Pick out every line in the records below that contains the string "pinwheel", and copy each one. Treat uppercase and lowercase as different.
>> Begin
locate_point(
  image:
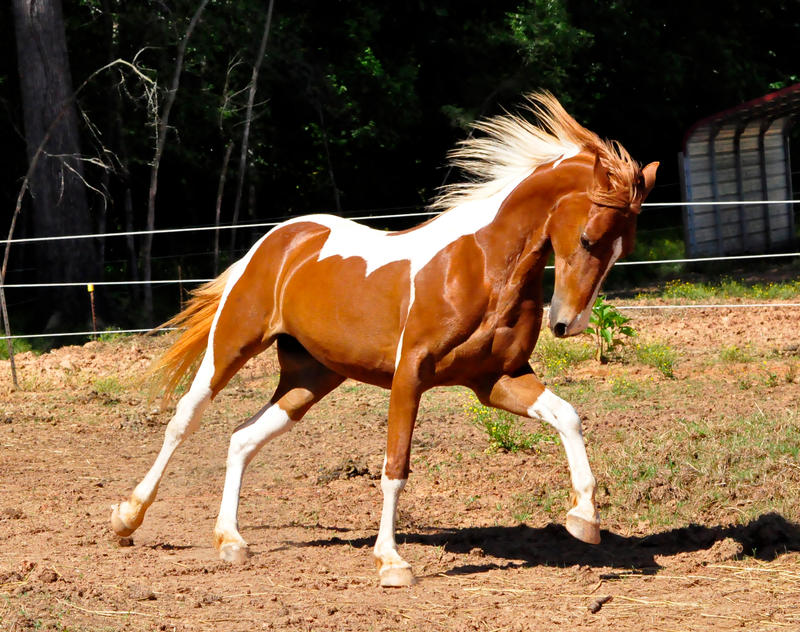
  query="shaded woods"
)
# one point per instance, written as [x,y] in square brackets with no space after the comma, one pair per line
[327,106]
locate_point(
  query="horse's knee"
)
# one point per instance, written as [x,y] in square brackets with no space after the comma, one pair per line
[557,412]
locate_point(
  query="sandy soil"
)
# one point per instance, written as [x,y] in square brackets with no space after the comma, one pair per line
[81,433]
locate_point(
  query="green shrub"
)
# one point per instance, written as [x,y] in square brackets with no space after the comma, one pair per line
[503,429]
[20,345]
[659,356]
[556,356]
[608,325]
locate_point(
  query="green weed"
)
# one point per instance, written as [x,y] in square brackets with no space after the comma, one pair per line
[623,387]
[107,386]
[19,345]
[557,356]
[608,327]
[657,355]
[735,355]
[503,430]
[111,334]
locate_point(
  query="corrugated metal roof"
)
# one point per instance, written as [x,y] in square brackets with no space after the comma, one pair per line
[740,154]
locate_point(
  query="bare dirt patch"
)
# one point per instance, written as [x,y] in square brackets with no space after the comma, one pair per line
[700,516]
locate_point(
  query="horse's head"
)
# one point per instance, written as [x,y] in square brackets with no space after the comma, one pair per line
[589,232]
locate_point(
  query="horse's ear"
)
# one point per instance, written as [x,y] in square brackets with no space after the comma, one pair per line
[601,175]
[648,179]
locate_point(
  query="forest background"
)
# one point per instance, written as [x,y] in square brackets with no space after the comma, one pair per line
[203,112]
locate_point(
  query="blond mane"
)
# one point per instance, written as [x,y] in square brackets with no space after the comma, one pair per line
[512,146]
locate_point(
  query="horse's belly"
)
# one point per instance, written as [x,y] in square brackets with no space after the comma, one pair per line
[350,322]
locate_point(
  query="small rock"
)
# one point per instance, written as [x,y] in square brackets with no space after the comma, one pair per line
[12,513]
[48,576]
[139,593]
[595,606]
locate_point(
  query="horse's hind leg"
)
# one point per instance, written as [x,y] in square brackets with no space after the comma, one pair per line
[127,516]
[524,394]
[303,382]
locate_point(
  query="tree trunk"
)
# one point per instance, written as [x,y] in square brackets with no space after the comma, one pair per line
[145,254]
[218,210]
[56,184]
[247,121]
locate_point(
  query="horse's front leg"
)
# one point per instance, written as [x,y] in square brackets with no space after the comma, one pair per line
[393,570]
[525,395]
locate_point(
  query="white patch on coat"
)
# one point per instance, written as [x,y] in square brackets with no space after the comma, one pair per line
[581,322]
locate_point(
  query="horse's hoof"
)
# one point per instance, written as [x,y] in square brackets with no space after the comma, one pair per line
[234,553]
[118,524]
[582,529]
[397,576]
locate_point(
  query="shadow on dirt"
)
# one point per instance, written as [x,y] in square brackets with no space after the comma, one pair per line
[765,538]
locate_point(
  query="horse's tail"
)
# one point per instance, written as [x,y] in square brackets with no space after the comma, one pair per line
[195,319]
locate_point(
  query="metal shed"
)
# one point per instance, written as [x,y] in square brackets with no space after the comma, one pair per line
[737,155]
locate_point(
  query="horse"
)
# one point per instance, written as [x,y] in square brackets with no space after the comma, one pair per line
[456,300]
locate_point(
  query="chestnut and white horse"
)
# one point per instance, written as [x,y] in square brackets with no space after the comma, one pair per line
[456,300]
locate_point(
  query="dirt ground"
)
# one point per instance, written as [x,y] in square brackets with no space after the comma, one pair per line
[81,433]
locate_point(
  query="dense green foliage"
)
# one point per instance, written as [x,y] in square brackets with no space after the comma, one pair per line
[358,103]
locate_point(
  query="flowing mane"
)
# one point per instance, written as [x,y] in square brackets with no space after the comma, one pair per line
[514,146]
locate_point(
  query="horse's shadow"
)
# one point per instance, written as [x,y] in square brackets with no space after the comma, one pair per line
[765,538]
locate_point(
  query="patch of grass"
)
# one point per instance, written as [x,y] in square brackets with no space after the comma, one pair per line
[504,429]
[557,356]
[608,327]
[19,345]
[107,387]
[111,334]
[700,466]
[627,389]
[731,288]
[657,355]
[734,354]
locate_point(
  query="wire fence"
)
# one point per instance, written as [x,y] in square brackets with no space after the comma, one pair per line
[376,217]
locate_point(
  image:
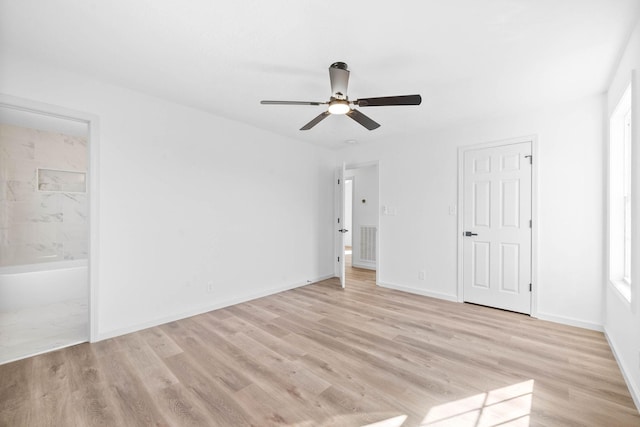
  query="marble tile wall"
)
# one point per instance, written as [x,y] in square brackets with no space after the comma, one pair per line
[40,226]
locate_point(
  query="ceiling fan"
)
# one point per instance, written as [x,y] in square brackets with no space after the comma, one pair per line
[339,102]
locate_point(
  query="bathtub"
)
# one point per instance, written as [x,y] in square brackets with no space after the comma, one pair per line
[25,286]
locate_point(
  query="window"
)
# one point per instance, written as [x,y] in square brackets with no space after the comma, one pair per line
[620,196]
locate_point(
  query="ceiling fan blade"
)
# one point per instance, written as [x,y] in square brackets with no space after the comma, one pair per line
[339,76]
[291,103]
[389,100]
[315,121]
[363,119]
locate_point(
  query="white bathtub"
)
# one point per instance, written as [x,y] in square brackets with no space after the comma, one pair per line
[25,286]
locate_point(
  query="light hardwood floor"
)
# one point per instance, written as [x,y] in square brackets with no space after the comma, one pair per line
[319,355]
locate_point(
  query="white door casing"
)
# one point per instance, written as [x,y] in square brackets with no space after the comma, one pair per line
[339,225]
[497,225]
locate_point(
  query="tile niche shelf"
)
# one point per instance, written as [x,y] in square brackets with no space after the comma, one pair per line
[62,181]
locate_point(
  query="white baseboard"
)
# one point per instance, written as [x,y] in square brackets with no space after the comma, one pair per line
[634,389]
[205,309]
[569,321]
[423,292]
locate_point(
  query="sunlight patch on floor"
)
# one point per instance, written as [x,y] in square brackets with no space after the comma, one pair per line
[389,422]
[507,406]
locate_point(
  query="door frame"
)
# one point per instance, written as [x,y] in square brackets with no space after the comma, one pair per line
[92,122]
[377,163]
[533,139]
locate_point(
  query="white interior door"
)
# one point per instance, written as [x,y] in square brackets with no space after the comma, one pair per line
[497,227]
[339,225]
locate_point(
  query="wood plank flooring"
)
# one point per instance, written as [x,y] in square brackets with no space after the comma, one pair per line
[323,356]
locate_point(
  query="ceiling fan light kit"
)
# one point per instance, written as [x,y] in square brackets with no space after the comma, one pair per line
[339,102]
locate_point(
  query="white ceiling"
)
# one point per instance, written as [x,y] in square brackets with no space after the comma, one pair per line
[469,59]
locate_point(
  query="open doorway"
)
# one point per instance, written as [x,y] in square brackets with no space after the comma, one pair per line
[44,232]
[361,219]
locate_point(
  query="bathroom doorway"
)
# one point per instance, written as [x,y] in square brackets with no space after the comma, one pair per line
[44,232]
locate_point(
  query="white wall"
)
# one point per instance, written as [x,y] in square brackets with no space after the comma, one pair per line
[187,198]
[622,320]
[418,179]
[365,187]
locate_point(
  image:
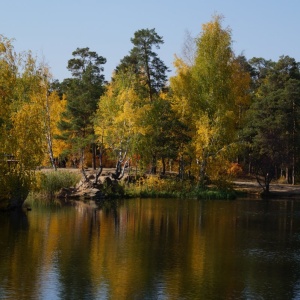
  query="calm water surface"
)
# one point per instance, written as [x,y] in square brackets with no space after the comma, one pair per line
[153,249]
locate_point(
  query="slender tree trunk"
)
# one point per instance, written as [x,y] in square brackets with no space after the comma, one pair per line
[164,165]
[48,132]
[94,156]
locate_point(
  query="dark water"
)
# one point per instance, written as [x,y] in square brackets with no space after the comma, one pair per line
[153,249]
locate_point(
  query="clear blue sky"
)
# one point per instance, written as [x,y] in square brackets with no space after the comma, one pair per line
[54,29]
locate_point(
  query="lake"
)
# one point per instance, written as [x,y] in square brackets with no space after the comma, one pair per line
[153,249]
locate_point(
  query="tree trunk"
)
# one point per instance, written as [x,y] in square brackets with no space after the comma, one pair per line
[164,165]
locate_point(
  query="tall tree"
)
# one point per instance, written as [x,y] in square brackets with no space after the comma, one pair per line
[209,95]
[273,126]
[82,91]
[144,61]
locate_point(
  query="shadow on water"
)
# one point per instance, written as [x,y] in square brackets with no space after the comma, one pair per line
[152,249]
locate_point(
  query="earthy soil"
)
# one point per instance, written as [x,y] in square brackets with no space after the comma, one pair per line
[247,185]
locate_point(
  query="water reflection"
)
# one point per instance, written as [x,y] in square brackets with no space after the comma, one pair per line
[153,249]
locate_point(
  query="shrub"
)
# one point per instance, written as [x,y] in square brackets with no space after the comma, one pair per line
[53,181]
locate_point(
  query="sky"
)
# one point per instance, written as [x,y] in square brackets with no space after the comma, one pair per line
[52,30]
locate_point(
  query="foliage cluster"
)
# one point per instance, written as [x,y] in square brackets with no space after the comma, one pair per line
[220,115]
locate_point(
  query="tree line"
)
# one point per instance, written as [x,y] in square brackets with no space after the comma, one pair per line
[220,113]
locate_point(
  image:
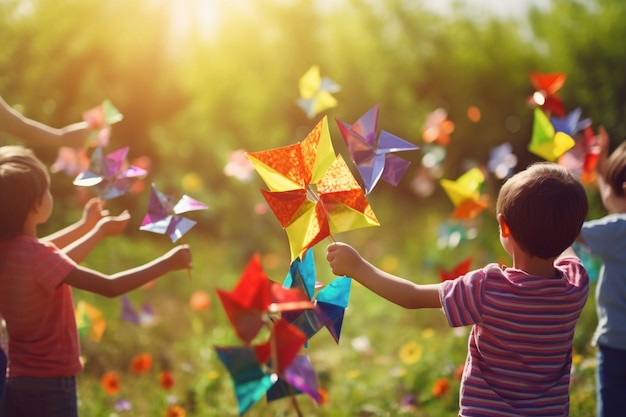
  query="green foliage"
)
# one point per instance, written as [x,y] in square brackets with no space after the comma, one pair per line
[194,88]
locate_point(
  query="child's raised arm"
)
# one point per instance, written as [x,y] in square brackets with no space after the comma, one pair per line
[125,281]
[345,260]
[32,131]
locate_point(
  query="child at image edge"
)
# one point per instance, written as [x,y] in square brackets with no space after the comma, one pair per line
[36,276]
[523,317]
[606,239]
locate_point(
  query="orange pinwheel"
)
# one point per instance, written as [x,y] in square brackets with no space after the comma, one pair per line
[312,191]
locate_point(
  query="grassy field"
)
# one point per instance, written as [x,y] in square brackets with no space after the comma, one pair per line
[389,361]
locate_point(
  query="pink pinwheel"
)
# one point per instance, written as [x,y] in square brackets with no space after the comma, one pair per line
[111,175]
[99,119]
[163,215]
[374,159]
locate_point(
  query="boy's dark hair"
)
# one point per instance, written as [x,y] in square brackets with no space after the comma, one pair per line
[544,207]
[23,182]
[615,170]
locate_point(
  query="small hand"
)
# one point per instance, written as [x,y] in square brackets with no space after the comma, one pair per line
[93,212]
[113,225]
[179,257]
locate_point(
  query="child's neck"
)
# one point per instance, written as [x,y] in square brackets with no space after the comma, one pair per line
[533,265]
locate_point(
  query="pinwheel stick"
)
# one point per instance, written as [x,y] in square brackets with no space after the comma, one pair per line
[188,269]
[274,353]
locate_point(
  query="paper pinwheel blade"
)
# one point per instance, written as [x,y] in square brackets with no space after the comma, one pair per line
[254,297]
[312,192]
[163,215]
[143,317]
[249,379]
[282,347]
[90,321]
[111,175]
[571,123]
[545,142]
[316,92]
[374,159]
[100,119]
[299,377]
[502,160]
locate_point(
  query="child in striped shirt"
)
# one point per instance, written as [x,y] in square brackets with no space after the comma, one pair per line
[36,276]
[523,317]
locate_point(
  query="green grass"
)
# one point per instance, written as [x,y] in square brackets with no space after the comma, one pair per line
[359,381]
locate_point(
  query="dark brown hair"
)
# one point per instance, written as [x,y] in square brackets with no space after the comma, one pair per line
[23,182]
[544,207]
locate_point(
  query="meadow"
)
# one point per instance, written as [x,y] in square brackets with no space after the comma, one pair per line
[389,361]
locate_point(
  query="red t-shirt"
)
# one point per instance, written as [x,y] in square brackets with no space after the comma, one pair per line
[38,309]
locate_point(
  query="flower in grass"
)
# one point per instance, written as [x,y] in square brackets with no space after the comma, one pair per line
[441,387]
[458,372]
[141,363]
[122,405]
[166,379]
[200,301]
[175,411]
[323,396]
[411,352]
[111,383]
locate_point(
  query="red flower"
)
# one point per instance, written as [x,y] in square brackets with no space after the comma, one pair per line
[441,387]
[200,301]
[175,411]
[141,363]
[111,383]
[167,379]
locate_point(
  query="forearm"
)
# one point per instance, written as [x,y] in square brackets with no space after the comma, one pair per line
[68,235]
[397,290]
[78,249]
[120,283]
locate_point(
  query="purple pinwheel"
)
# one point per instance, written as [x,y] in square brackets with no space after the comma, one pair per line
[111,175]
[374,159]
[163,215]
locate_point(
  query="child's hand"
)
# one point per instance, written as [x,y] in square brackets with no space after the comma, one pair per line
[344,260]
[93,212]
[113,225]
[179,257]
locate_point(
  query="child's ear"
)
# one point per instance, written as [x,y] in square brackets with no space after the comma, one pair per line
[504,227]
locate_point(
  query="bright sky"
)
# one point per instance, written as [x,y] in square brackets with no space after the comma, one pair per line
[505,8]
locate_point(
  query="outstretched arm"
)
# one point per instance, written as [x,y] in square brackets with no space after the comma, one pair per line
[345,260]
[32,131]
[125,281]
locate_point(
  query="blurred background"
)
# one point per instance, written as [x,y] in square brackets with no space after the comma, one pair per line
[200,80]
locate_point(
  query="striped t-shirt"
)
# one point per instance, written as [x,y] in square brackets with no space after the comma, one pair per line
[520,347]
[38,309]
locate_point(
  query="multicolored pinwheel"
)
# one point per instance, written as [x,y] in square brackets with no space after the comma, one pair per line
[546,142]
[330,302]
[374,158]
[99,119]
[312,191]
[90,321]
[273,367]
[111,175]
[459,269]
[466,193]
[163,215]
[316,92]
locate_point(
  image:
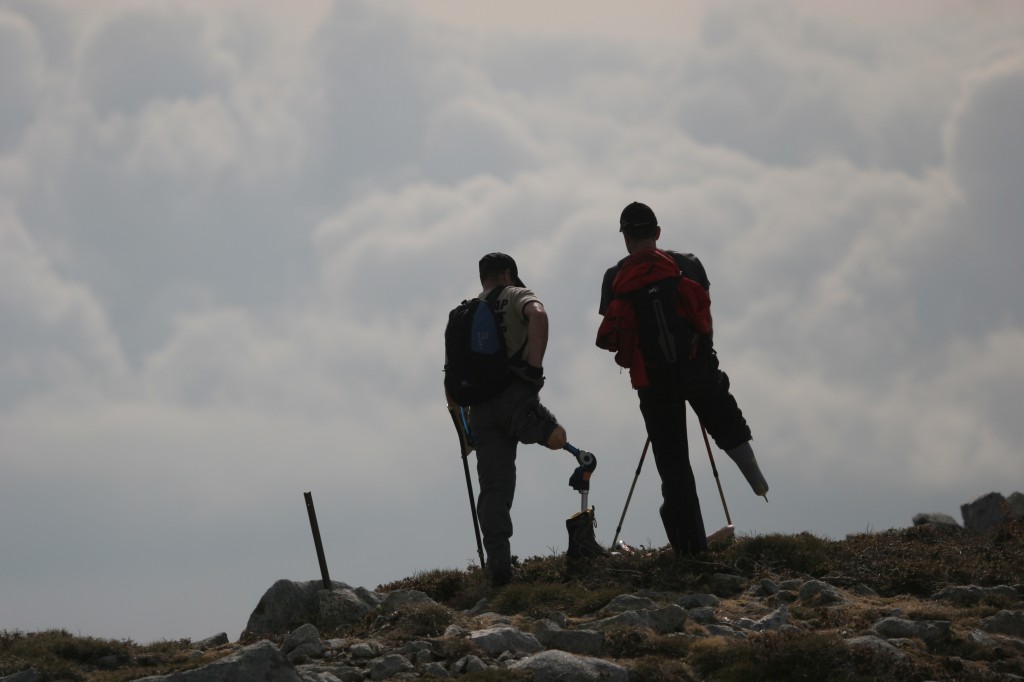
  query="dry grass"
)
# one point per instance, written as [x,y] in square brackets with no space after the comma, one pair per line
[902,567]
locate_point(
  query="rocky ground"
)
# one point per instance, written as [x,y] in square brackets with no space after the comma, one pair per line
[932,602]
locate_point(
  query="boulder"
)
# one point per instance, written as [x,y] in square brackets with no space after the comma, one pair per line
[984,512]
[261,662]
[939,519]
[288,604]
[557,666]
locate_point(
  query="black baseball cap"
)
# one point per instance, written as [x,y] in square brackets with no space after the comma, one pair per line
[499,262]
[637,215]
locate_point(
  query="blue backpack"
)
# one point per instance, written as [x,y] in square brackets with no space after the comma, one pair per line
[476,365]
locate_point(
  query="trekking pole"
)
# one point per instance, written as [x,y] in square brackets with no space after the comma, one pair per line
[630,496]
[466,445]
[715,470]
[311,512]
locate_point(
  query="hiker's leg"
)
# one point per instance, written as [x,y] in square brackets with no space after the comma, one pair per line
[681,508]
[496,453]
[708,392]
[530,422]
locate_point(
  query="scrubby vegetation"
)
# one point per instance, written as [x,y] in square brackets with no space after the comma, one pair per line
[901,569]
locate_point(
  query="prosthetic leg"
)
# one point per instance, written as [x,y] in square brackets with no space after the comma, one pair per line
[583,544]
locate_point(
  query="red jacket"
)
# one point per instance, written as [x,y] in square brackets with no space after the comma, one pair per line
[617,332]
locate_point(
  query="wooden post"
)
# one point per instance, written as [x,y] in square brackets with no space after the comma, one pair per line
[316,540]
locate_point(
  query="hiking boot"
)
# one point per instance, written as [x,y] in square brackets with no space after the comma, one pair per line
[582,541]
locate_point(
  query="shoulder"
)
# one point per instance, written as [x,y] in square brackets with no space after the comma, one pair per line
[691,266]
[518,297]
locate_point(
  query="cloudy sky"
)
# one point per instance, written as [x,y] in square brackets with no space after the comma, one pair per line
[230,233]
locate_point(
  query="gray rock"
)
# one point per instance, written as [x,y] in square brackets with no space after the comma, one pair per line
[335,673]
[765,588]
[626,602]
[1016,502]
[726,585]
[468,665]
[343,607]
[816,592]
[927,631]
[1005,623]
[972,594]
[455,631]
[695,600]
[211,642]
[961,594]
[560,667]
[701,614]
[876,644]
[435,670]
[402,598]
[389,666]
[938,519]
[722,630]
[774,621]
[288,604]
[369,649]
[504,638]
[306,634]
[984,512]
[261,662]
[665,620]
[577,641]
[668,619]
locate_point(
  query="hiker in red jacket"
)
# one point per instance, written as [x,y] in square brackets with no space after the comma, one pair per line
[672,360]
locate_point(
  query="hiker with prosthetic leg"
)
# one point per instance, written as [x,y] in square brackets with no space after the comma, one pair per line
[504,407]
[657,322]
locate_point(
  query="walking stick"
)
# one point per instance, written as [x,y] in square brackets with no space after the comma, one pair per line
[715,470]
[630,496]
[466,445]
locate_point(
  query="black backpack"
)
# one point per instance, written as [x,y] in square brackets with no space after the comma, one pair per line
[476,366]
[666,338]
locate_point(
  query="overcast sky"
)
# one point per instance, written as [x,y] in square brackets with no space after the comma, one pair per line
[230,233]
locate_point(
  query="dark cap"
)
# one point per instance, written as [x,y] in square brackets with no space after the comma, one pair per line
[637,215]
[497,263]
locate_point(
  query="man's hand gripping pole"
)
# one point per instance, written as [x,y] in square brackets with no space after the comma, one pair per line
[580,480]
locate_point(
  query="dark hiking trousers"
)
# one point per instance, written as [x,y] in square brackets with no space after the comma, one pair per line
[664,409]
[514,416]
[681,508]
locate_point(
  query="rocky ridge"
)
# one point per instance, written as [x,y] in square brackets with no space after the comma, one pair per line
[937,601]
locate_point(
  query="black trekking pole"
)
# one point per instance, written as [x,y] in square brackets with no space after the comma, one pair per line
[630,496]
[728,530]
[466,445]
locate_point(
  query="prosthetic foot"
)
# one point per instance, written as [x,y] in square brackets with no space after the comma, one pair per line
[743,457]
[582,541]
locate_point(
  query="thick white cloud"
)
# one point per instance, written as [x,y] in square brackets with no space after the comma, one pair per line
[20,78]
[230,237]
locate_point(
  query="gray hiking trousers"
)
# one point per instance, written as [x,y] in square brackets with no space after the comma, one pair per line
[499,425]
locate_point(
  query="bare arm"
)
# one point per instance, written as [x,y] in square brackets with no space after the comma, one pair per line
[537,331]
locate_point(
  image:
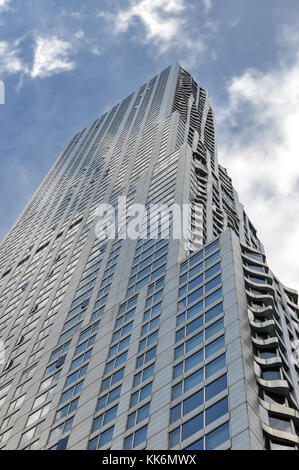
>> End
• **Output of the exercise**:
  query="orange pinwheel"
  query="pink pinwheel"
  query="pinwheel stick"
  query="paper pinwheel blade"
  query="purple pinwheel"
  query="multicolored pinwheel"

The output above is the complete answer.